• **What you are asked to do**: Rewrite the listing below, swapping every "photo" for "image" and changing nothing else. Leave out the pictures.

• **Information given**:
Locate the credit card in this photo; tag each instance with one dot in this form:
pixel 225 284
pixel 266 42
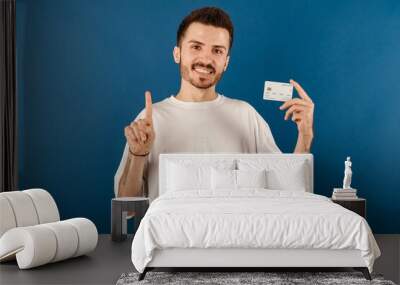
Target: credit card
pixel 277 91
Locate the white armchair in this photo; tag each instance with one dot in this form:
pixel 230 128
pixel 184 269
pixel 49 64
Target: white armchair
pixel 31 230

• **Solution for this task**:
Locate the credit card in this image; tag each instance with one dot in this form:
pixel 225 284
pixel 266 42
Target: credit card
pixel 277 91
Locate the white armchair in this image; tag each instance with one dot in this form:
pixel 230 128
pixel 184 269
pixel 49 64
Target: white armchair
pixel 31 230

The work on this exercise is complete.